* begin *

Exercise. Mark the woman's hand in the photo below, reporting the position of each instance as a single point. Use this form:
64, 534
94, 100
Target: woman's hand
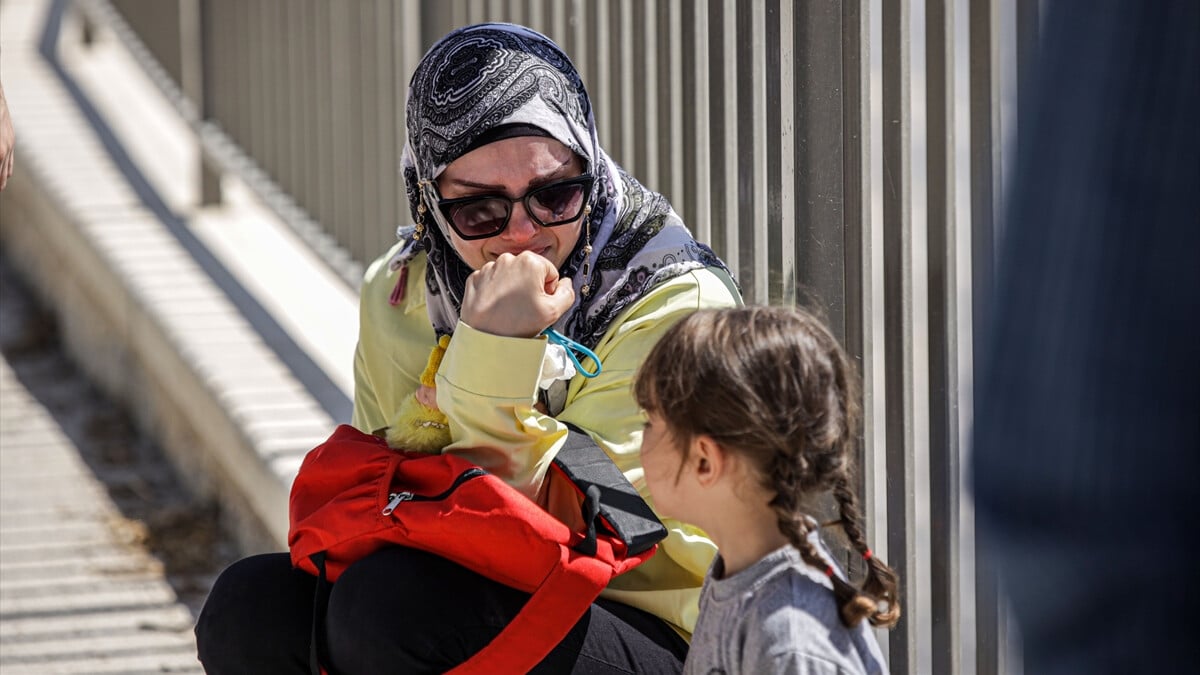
516, 296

* end *

Show each line of the data above that contains the word "hand".

Exercise. Mark the woman's hand in the photo below, reporting the position of each instance as a single point. Use this form:
Target: woman's hand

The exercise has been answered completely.